REQUIRED TASK | Transcribe, exactly as they appear, only the lines from the one holding "Where can the wave lip" through the end of the entries below.

RECORDS TO PROCESS |
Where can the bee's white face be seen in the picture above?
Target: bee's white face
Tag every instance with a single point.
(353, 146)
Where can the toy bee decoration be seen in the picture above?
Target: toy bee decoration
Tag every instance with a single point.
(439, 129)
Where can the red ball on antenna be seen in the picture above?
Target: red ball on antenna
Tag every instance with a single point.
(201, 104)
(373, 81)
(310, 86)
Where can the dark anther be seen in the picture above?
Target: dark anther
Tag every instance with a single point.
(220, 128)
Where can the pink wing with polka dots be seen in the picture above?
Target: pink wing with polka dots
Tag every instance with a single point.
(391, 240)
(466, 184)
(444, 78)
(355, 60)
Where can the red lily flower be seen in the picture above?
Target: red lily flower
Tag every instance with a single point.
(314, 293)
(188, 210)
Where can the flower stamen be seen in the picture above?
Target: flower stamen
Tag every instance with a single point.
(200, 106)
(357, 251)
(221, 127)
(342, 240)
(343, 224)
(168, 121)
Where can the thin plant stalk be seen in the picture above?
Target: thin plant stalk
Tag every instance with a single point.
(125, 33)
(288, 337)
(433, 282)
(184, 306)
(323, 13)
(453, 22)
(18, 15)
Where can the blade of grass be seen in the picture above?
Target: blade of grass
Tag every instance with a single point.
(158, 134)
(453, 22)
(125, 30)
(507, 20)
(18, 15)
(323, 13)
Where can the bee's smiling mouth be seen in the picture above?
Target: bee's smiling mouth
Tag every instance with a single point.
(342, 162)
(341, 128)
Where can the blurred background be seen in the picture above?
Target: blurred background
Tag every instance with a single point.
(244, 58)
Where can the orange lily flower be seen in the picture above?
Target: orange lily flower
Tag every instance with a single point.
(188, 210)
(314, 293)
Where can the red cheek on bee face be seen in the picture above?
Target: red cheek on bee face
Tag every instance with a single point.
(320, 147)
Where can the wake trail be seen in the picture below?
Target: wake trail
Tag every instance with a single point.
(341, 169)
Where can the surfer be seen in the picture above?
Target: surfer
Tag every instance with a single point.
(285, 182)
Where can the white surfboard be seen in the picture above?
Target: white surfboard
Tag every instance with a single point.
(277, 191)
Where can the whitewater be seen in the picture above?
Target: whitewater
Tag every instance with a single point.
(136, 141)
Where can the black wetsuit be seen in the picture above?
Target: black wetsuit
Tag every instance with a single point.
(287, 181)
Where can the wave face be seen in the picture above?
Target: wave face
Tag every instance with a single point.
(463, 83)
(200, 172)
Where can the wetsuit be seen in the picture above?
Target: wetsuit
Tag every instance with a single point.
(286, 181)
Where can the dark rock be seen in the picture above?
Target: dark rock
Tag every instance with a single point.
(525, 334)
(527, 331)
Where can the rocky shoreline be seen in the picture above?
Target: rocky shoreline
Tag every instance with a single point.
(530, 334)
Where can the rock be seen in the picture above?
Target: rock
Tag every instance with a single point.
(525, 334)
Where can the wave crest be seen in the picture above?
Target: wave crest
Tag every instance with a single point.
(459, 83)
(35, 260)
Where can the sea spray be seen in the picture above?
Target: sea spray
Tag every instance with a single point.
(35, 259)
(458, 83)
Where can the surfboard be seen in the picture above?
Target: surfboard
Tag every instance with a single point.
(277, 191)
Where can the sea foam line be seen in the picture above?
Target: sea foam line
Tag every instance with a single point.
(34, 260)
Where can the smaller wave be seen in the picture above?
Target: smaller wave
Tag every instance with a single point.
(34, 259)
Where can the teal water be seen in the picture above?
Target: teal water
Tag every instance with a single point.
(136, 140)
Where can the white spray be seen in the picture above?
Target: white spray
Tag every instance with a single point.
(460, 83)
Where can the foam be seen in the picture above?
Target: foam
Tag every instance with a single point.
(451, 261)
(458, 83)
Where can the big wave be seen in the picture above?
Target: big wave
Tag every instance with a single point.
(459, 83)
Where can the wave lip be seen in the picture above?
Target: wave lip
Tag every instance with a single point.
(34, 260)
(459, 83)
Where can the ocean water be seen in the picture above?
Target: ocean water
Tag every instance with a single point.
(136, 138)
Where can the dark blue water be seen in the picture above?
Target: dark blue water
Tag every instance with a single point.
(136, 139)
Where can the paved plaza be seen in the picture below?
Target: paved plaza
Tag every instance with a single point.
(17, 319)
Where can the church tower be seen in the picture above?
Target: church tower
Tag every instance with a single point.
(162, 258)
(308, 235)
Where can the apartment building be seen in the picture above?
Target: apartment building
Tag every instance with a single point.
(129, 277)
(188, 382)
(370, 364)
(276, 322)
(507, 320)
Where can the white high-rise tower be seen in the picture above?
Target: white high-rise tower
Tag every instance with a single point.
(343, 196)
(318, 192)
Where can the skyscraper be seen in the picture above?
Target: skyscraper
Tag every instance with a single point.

ANSWER FOR THE TASK |
Where can the wave lip be seen in the picture above?
Target: wave lip
Tag every instance with a single point.
(34, 260)
(459, 83)
Where can the ocean water be seen in the picture above?
Target: ocean water
Tag every instance with a single point.
(136, 138)
Where can the dark blue water be seen in the picture above?
Target: dark blue water
Tag every instance with a single point.
(136, 139)
Where can the paved plaza be seen in the picture below?
Target: paved plaza
Tag every instance with a single point.
(17, 319)
Where can the church tower be seen in the picture above?
Target: church tower
Tag every instance with a single point.
(162, 258)
(308, 235)
Where can the apartment building be seen in the picture above?
Target: apartment building
Tag every instance with a single point.
(129, 277)
(188, 382)
(370, 364)
(276, 322)
(507, 320)
Where can the white high-rise tower be seen in the picture above?
Target: white high-rise tower
Tag every instance with a single point.
(343, 196)
(318, 192)
Where can the skyscraper be seen in the picture above?
Target: skyscraper
Tag every instance with a single point.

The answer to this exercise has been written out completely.